-- AIM 1 --
In the rows, edit the stretch from the line containing "for white floor." through the line containing "19, 236, 160, 390" by changing "checkered towel" to "striped towel" and leaving everything else unchanged. Return only those lines.
-- AIM 2 --
Pick up the mailing-list thread on aarch64 PCI controllers after its last line and keep it going.

-- PAGE EXCERPT --
━━━━━━━━
[libvirt] [PATCH 2/2] HACK: qemu: aarch64: Use virtio-pci if user specifies PCI controller

Fri Feb 26 15:13:43 UTC 2016

On Wed, 2016-02-17 at 15:03 -0500, Laine Stump wrote:
> On 01/28/2016 04:14 PM, Cole Robinson wrote:
> > 
> > If a user manually specifies this XML snippet for aarch64 machvirt:
> > 
> >    <controller type='pci' index='0' model='pci-root'/>
> As you've noted below, this isn't correct. aarch64 machvirt has no 
> implicit pci-root controller (aka "pci.0"). It instead has a pcie-root 
> controller ("pcie.0"). Since a pci[e]-root controller cannot be 
> explicitly added, by definition this couldn't work.
> 
> > 
> > 
> > Libvirt will interpret this to mean that the OS supports virtio-pci,
> > and will allocate PCI addresses (instead of virtio-mmio) for virtio
> > devices.
> > 
> > This is a giant hack. Trying to improve it led me into the maze of PCI
> > address code and I gave up for now. Here are the issues:
> > 
> > * I'd prefer that to be model='pcie-root' which matches what
> > qemu-system-aarch64 -M virt actually provides by default... however
> > libvirt isn't happy with a single pcie-root specified by the user, it
> > will error with:
> > 
> > error: unsupported configuration: failed to create PCI bridge on bus 1: too many devices with fixed addresses
> That's not the right error, but it's caused by the fact that libvirt 
> wants the pci-bridge device to be plugged into a standard PCI slot, but 
> all the slots of pcie-root are PCIe slots. Since we now know that qemu 
> doesn't mind if any standard PCI device is plugged into a PCIe slot,

Should we rely on this behavior? Isn't this something that might
change in the future? Or at least be quite puzzling for users?

Just thinking out loud :)

> the 
> decision of how we want to solve this problem depends on whether or not 
> we want the devices in  question to be hot-pluggable - the ports of 
> pcie-root do not support hot-plugging devices (at least on Q35), while 
> the ports on pci-bridge do. So if we require that all devices be 
> hot-pluggable, then we have a few choices:
> 
> 1) create the same PCI controller Frankenstein we currently have for Q35 
> - a dmi-to-pci-bridge plugged into pcie-root, and a pci-bridge plugged 
> into dmi-to-pci-bridge. This is easiest because it already works, but it 
> does create an extra unnecessary controller.

This is the current situation, right?

qemu-kvm in current aarch64 RHEL doesn't have the i82801b11-bridge
device compiled in, by the way. However, since qemu-system-aarch64
in Fedora 23 *does* have it, I assume enabling it would simply be
a matter of flipping a build configuration bit.
━━━━━━━━
-- DATA IN THIS EXERCISE --
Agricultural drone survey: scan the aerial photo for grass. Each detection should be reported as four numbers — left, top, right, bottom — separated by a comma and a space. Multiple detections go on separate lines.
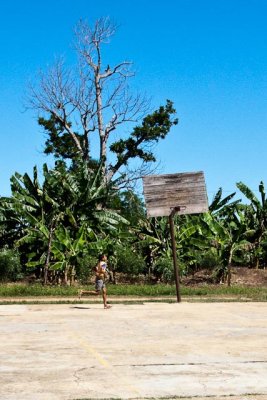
0, 283, 267, 301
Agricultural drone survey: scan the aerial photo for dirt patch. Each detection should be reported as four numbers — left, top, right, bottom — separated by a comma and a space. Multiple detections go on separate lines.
182, 267, 267, 286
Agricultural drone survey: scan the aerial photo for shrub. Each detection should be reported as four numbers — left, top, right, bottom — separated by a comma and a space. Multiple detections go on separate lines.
76, 254, 97, 284
0, 249, 23, 282
116, 247, 146, 276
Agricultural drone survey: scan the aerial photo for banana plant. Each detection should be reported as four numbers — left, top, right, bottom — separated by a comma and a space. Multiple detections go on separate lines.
236, 181, 267, 269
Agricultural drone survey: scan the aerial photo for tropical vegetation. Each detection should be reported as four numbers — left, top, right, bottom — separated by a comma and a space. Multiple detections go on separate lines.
0, 18, 267, 286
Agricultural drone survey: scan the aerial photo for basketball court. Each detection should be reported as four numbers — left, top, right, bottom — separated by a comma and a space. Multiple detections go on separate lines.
0, 302, 267, 400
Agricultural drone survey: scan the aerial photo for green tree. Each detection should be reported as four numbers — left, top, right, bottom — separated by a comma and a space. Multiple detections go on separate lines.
236, 181, 267, 268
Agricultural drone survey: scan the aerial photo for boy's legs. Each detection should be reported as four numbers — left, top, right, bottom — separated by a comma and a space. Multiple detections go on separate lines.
78, 290, 100, 299
102, 287, 111, 308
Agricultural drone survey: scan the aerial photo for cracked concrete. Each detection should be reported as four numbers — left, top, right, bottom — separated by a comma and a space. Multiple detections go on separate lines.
0, 302, 267, 400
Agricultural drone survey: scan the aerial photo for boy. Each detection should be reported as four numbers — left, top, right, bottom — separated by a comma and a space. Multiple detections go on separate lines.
79, 254, 111, 308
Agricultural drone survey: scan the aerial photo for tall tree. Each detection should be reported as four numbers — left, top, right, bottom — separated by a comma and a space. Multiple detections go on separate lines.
30, 18, 178, 186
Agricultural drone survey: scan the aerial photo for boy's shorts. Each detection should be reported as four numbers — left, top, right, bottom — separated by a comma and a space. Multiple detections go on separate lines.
95, 279, 106, 292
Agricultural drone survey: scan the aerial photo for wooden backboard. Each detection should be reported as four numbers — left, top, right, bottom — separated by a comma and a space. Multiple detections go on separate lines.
143, 171, 208, 217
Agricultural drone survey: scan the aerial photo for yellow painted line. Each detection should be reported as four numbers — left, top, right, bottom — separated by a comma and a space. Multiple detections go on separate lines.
69, 329, 141, 398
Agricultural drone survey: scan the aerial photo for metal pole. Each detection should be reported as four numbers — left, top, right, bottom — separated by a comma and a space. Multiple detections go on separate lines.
169, 209, 181, 303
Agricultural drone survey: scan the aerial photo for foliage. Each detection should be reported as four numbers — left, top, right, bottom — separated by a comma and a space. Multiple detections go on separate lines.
0, 249, 23, 282
116, 247, 145, 276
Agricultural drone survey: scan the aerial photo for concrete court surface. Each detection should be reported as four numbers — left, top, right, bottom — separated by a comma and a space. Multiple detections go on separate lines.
0, 302, 267, 400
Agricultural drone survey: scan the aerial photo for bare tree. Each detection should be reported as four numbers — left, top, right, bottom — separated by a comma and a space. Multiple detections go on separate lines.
30, 18, 177, 186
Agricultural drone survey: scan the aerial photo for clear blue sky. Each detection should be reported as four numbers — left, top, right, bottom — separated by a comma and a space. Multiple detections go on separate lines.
0, 0, 267, 200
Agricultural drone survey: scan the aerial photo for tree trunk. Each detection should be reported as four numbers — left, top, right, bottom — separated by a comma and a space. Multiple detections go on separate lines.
227, 247, 233, 286
44, 220, 54, 285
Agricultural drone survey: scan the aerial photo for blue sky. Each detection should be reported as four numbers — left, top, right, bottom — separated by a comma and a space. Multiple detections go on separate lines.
0, 0, 267, 201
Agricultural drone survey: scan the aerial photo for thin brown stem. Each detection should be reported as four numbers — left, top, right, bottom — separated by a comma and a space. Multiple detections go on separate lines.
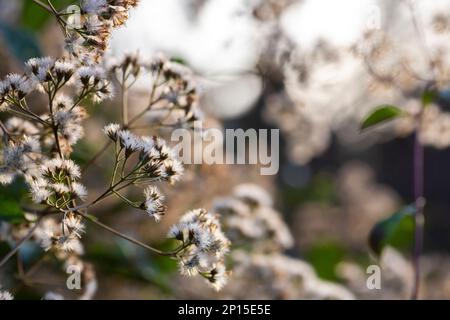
75, 211, 185, 257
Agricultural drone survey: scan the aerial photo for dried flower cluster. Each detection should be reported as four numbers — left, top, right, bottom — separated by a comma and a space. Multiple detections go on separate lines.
214, 184, 293, 251
65, 0, 139, 63
0, 0, 229, 300
177, 184, 354, 299
255, 0, 450, 164
168, 209, 230, 290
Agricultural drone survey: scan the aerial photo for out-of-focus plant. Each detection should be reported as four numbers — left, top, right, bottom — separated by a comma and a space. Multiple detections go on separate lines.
0, 0, 229, 299
361, 3, 442, 299
176, 183, 354, 299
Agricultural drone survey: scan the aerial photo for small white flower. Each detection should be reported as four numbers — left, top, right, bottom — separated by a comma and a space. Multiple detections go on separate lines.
117, 130, 141, 155
63, 213, 85, 238
81, 0, 107, 15
103, 123, 121, 141
142, 186, 165, 221
72, 182, 87, 200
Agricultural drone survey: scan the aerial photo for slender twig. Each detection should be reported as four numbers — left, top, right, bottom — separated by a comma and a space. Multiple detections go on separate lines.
75, 211, 186, 257
411, 111, 425, 300
121, 71, 128, 127
0, 217, 42, 268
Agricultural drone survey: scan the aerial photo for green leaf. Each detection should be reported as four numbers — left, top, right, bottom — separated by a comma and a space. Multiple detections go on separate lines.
21, 1, 52, 31
0, 22, 42, 61
0, 195, 23, 223
306, 240, 346, 281
369, 205, 416, 256
361, 105, 404, 130
0, 179, 27, 223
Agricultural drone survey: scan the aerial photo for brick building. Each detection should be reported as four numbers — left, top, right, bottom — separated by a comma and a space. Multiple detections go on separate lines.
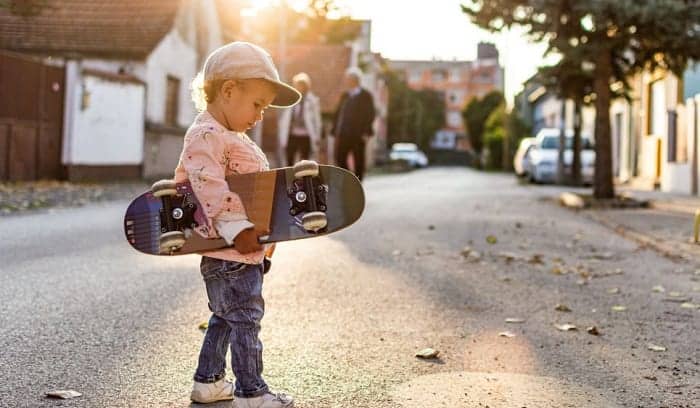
389, 43, 504, 150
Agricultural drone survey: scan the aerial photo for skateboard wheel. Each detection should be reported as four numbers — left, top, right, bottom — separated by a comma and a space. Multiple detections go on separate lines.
151, 180, 177, 197
160, 231, 185, 254
301, 211, 328, 232
294, 160, 318, 178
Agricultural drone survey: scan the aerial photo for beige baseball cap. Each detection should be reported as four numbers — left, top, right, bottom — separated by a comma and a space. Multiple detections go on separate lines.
202, 41, 301, 108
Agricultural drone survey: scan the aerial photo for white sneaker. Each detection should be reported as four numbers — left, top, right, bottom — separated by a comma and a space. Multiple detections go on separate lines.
190, 378, 233, 404
233, 392, 294, 408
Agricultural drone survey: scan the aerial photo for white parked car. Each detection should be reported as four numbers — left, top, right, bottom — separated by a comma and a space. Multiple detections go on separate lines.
528, 128, 595, 184
389, 143, 428, 167
513, 137, 535, 177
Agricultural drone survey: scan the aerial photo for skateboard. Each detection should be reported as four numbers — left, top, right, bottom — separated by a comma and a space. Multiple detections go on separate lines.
124, 160, 365, 255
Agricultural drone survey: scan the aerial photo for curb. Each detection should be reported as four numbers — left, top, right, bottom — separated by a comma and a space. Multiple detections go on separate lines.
558, 192, 700, 262
584, 213, 700, 262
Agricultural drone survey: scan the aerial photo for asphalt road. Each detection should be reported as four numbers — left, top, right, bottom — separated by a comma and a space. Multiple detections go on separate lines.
0, 168, 700, 408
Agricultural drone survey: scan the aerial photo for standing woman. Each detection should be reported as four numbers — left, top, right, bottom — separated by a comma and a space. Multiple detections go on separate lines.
278, 72, 321, 166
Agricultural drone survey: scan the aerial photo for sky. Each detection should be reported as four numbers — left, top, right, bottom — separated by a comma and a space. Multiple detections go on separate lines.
249, 0, 552, 103
337, 0, 546, 101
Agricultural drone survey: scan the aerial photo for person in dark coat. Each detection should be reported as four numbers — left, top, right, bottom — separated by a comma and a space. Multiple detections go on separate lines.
331, 68, 376, 180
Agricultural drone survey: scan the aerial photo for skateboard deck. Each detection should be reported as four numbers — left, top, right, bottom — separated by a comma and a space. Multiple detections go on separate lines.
124, 161, 365, 255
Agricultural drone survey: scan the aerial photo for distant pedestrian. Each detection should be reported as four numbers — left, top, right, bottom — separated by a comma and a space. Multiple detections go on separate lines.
331, 68, 375, 180
175, 42, 301, 408
278, 72, 321, 166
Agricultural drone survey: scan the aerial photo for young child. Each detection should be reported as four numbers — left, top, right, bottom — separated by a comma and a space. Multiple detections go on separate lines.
175, 42, 300, 408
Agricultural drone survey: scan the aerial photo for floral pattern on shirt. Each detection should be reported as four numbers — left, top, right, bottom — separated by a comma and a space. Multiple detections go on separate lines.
175, 111, 270, 263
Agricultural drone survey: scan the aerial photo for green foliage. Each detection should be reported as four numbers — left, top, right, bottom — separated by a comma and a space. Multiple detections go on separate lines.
384, 68, 445, 150
462, 91, 505, 154
462, 0, 700, 198
484, 104, 508, 169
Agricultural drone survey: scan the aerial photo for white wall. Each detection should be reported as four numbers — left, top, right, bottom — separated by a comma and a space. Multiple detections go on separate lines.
65, 75, 145, 166
135, 30, 199, 127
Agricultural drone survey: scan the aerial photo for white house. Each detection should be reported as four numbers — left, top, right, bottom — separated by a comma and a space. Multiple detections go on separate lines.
0, 0, 223, 180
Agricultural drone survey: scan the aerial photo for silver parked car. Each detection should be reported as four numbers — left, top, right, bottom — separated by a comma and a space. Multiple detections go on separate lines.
528, 128, 595, 184
513, 137, 535, 177
389, 143, 428, 167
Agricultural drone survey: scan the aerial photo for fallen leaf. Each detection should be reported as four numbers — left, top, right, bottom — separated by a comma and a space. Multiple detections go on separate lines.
554, 303, 571, 312
647, 343, 666, 351
527, 254, 544, 265
498, 252, 519, 262
46, 390, 83, 399
592, 252, 614, 260
416, 348, 440, 359
681, 302, 700, 309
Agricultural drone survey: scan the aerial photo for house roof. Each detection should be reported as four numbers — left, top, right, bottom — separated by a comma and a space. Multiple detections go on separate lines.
268, 45, 352, 113
0, 0, 182, 59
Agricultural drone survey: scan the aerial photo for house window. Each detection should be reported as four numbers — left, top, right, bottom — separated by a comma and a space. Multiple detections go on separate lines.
165, 75, 180, 126
447, 111, 462, 128
668, 111, 678, 163
647, 80, 666, 136
409, 70, 423, 83
432, 70, 445, 84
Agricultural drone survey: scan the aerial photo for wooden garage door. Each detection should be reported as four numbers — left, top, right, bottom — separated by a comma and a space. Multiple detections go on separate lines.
0, 53, 65, 181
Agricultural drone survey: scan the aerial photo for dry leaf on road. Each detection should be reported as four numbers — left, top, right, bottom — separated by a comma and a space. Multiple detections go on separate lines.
647, 343, 666, 351
554, 303, 571, 312
46, 390, 83, 399
416, 348, 440, 359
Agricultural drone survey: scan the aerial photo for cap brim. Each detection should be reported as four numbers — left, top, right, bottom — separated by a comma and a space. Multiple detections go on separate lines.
268, 79, 301, 108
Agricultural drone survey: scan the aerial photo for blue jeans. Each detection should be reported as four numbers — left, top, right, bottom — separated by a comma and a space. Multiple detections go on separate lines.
194, 256, 268, 398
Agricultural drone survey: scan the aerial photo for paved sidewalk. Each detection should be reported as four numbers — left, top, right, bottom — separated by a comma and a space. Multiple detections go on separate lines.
582, 188, 700, 266
0, 180, 150, 217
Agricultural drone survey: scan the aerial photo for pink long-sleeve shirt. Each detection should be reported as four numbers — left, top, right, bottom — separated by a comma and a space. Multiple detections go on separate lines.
175, 111, 270, 264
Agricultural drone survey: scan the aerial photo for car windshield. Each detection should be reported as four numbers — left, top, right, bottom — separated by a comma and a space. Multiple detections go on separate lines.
542, 136, 593, 150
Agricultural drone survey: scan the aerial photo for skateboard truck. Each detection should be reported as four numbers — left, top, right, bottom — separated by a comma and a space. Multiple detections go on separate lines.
151, 180, 197, 254
287, 160, 328, 232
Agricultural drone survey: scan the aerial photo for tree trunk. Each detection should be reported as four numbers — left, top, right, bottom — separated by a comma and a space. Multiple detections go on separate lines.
571, 99, 582, 186
593, 51, 615, 198
557, 98, 566, 184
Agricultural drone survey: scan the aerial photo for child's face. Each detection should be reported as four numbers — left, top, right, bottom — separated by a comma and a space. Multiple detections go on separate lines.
221, 79, 276, 132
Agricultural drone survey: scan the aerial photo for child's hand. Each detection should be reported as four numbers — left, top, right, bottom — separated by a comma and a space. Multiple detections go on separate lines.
233, 228, 267, 254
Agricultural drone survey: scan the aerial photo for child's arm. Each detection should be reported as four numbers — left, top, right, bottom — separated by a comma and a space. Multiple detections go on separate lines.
182, 132, 260, 253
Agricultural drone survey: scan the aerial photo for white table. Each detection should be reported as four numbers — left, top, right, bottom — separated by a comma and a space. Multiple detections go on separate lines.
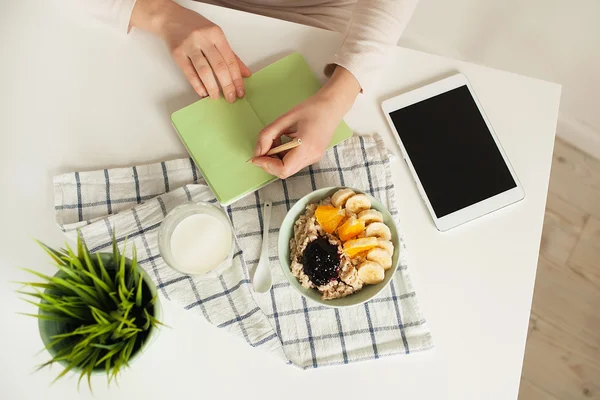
0, 0, 560, 400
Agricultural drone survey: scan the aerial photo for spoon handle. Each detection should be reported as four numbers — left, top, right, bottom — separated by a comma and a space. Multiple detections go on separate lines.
260, 201, 272, 255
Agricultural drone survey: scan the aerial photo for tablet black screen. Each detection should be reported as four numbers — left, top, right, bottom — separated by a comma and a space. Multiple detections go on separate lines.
390, 86, 516, 218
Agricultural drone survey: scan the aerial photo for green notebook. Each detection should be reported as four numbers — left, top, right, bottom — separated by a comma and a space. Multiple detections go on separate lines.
171, 53, 352, 205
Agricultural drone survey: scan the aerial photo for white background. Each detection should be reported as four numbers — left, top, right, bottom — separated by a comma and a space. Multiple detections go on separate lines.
400, 0, 600, 158
0, 0, 560, 400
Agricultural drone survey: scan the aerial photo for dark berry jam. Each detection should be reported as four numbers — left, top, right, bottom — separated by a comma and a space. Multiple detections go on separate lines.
302, 237, 340, 286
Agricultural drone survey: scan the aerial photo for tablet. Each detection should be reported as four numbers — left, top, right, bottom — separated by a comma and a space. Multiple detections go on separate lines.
382, 74, 525, 231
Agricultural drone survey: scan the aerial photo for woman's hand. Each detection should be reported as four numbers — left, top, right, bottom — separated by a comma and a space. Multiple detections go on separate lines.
131, 0, 251, 103
252, 66, 360, 179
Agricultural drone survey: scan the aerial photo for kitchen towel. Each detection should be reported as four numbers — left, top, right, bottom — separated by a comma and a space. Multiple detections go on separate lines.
54, 135, 433, 368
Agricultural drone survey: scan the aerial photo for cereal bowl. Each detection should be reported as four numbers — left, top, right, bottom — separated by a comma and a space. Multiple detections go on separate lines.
278, 187, 400, 308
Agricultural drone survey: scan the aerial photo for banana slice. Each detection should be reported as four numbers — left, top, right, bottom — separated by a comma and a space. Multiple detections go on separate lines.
377, 239, 394, 257
365, 222, 392, 240
367, 247, 392, 271
344, 238, 377, 258
331, 188, 355, 207
346, 194, 371, 214
358, 261, 385, 285
358, 210, 383, 225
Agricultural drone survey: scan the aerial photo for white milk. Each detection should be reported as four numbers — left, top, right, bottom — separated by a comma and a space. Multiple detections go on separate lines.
171, 214, 232, 274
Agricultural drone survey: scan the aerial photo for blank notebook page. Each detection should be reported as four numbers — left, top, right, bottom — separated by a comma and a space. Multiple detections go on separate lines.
172, 98, 275, 204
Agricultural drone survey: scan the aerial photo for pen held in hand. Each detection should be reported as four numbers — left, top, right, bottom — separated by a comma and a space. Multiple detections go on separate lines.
247, 138, 302, 162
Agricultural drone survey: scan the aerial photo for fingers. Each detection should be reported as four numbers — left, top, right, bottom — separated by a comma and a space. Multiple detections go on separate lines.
173, 53, 208, 98
203, 46, 236, 103
215, 36, 245, 100
252, 149, 313, 179
254, 113, 296, 157
189, 50, 219, 99
235, 55, 252, 78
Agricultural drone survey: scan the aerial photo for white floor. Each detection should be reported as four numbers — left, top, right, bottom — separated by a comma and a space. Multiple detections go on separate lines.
399, 0, 600, 158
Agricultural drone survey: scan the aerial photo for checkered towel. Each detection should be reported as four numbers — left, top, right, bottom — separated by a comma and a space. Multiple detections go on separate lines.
54, 136, 433, 368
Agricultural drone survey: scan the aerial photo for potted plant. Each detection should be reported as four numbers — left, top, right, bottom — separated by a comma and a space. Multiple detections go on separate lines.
19, 236, 160, 390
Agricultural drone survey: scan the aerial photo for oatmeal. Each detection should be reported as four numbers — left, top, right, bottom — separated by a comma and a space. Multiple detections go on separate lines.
290, 189, 394, 300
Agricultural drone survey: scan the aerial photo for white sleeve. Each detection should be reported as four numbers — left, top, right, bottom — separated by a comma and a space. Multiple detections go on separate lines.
325, 0, 419, 91
84, 0, 136, 33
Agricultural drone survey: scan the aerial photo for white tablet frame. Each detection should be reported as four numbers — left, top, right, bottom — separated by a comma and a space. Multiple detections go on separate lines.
381, 74, 525, 231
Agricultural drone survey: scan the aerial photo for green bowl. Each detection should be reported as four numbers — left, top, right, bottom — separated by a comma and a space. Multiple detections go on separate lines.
277, 187, 400, 308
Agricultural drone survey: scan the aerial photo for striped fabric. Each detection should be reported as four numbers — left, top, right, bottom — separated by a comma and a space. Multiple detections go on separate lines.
54, 136, 433, 368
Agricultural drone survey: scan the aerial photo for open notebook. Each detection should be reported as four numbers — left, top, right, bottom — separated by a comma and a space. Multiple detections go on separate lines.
171, 53, 352, 205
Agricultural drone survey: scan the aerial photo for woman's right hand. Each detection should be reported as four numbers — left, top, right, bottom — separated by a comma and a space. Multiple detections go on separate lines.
131, 0, 251, 103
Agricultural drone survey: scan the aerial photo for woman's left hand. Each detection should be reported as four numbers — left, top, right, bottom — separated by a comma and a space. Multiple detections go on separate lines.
252, 66, 360, 179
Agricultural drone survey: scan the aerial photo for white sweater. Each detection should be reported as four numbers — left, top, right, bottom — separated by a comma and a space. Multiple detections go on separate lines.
87, 0, 419, 92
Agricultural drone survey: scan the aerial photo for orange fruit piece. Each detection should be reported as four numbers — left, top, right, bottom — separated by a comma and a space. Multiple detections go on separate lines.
338, 217, 365, 242
344, 238, 377, 258
315, 206, 346, 233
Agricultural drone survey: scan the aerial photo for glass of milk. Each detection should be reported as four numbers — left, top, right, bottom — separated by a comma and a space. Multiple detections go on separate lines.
158, 202, 235, 275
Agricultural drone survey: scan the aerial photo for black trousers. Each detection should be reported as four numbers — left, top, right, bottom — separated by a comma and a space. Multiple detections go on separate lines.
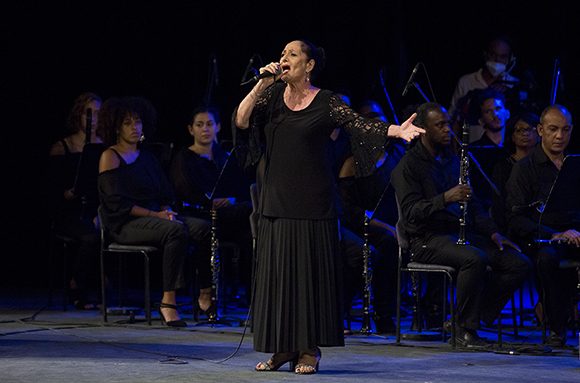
411, 234, 532, 330
534, 245, 580, 335
114, 215, 211, 291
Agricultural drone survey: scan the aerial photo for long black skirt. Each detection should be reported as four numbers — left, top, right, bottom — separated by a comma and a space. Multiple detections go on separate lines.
252, 217, 344, 353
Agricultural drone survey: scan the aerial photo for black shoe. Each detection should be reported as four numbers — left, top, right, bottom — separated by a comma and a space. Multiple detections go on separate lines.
159, 302, 187, 327
425, 311, 443, 331
546, 331, 568, 348
449, 326, 491, 349
373, 315, 397, 334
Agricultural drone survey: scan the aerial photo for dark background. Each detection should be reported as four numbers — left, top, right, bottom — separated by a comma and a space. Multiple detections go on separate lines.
0, 0, 580, 286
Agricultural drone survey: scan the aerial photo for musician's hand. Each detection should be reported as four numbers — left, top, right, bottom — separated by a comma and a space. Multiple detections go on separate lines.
552, 229, 580, 247
387, 113, 425, 142
370, 218, 397, 239
443, 185, 472, 204
491, 232, 522, 253
258, 62, 282, 89
156, 209, 177, 221
213, 197, 236, 209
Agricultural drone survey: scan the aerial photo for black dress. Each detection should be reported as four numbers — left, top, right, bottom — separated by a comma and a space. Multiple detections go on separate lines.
238, 83, 388, 352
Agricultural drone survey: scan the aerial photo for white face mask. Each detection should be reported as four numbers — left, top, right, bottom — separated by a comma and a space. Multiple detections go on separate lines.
485, 61, 506, 77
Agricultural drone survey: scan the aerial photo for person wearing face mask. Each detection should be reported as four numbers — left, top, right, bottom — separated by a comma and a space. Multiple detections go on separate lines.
449, 36, 519, 141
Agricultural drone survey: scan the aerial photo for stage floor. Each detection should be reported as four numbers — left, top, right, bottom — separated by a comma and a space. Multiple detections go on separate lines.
0, 290, 580, 383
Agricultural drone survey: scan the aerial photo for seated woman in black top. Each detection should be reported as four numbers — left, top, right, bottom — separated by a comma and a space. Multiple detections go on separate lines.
170, 106, 252, 303
99, 98, 211, 327
47, 92, 102, 310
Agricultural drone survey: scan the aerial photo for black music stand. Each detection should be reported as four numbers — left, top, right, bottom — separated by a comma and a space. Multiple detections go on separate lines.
74, 143, 105, 219
539, 154, 580, 230
467, 145, 507, 208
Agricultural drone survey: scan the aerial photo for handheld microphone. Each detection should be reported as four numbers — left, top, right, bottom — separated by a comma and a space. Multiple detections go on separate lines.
240, 70, 282, 85
211, 54, 220, 86
401, 63, 420, 97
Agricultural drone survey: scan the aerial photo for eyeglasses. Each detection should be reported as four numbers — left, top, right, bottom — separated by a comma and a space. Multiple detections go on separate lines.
514, 128, 536, 134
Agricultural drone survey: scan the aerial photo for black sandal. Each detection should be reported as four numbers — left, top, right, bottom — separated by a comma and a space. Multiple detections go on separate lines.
294, 347, 322, 375
159, 302, 187, 327
256, 352, 298, 371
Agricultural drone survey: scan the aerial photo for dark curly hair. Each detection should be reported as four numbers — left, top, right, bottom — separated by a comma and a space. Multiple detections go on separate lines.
97, 96, 157, 146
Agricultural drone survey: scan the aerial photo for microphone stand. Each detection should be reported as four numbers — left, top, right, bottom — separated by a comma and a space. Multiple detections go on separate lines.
411, 63, 437, 102
72, 108, 93, 220
379, 67, 401, 125
195, 146, 236, 327
550, 58, 560, 105
204, 53, 218, 105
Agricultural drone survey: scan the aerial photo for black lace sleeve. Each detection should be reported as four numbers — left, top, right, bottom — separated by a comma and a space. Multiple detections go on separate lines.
330, 94, 389, 178
232, 83, 284, 175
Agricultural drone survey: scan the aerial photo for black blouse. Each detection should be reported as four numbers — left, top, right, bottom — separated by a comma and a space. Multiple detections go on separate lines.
98, 149, 173, 233
234, 83, 388, 219
171, 144, 250, 212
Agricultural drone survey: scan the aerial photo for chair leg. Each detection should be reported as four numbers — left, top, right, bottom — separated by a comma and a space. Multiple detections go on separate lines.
512, 293, 518, 337
143, 252, 151, 326
101, 250, 107, 323
448, 282, 457, 350
396, 248, 402, 345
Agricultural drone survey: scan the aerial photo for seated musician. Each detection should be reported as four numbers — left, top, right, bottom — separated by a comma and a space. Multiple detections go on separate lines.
469, 88, 510, 218
506, 105, 580, 346
170, 106, 252, 303
392, 103, 531, 347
━━━━━━━━
-- EXERCISE RESULT 1 --
Agricultural drone survey: scan the aerial photo for white floor. Each detection should be reported as four numbers — left, top, right, bottom — separated by a comma and a space. Multiple detections go on separate lines.
399, 0, 600, 158
Agricultural drone survey: scan the aerial photo for striped towel. Each detection should be reported as four numbers — left, top, right, bottom — separated by a comma and a space. Multiple detections go on separate lines.
54, 136, 433, 368
Agricultural drone survey: scan the aerial photo for potted plant. Each detection should be reported as four numbers — left, top, right, bottom — separated by a comma and a space. Multiple detections go on separate lines.
19, 236, 160, 390

-- EXERCISE RESULT 2 --
> 2) auto-add a pci-bridge in cases when there is a pcie-root but not 
> standard PCI slots. This would take only a slight amount more work.
> 
> 3) auto-add a pcie-root-port to each port of the pcie-root controller. 
> This would still leave us with PCIe ports, so we would need to teach 
> libvirt that it's okay to plug PCI devices into PCIe ports.

As mentioned above, I'm not sure this is a good idea. Maybe I'm just
afraid of my own shadow though :)

> If we don't require hot-pluggability, then we can just teach the 
> address-assignment code that PCI devices can plug into non-hotpluggable 
> PCIe ports and we're done.
> 
> Or we can do a hybrid that's kind of a continuation of the "use PCI if 
> it's available, otherwise mmio" - we could do this:
> 
> A) If there are any standard PCI slots, then auto-assign to PCI slots 
> (creating new pci-bridge controllers s necessary)
> 
> B) else if there are any PCIe slots, then auto-assign to hot-pluggable 
> PCIe if available, or straight PCIe if not.
> 
> C) else use virtio-mmio.
> 
> -------------------------------------------
> 
> Mixed in with all of this discussion is my thinking that we should have 
> some way to specify, in XML, constraints for the address of each device 
> *without specifying the address itself*. Things we need to be able to 
> specify:
> 
> 1) Is a PCI-only vs. PCIe-only vs. either one (maybe this could be used 
> in the future to constrain to virtio-mmio as well)?
> 
> 2) Must the device be hot-pluggable? (default would be yes)
> 
> 3) guest-side NUMA node? (I'm not sure if this needs to be user 
> specifiable - in the case of a vfio-assigned device, I think all we need 
> to to inform the guest which NUMA node the device is on in the host (via 
> putting it on a PXB controller that is configured with that same NUMA 
> node number). For emulated devices - is there any use to putting an 
> *emulated* device on the same controller as a particular vfio-assigned 
> device that is on a specific node? If not, then maybe it will never matter).
> 
> It would be better if these "address constraints" were in a different 
> part of the XML than the <address> element itself - this would maintain 
> the simplicity of being able to just remove all <address> elements in 
> order to force libvirt to re-assign all device addresses.
> 
> This isn't something that needs doing immediately, but worth keeping in 
> mind while putting together something that works for aarch64.
> 
> 
> 
> > 
> > 
> > Instead this patch uses hacks to make pci-root use the pcie.0 bus for
> > aarch64, since that code path already works.
> I think that's a dead-end that we would have to back-track on, so 
> probably not a good solution even temporarily.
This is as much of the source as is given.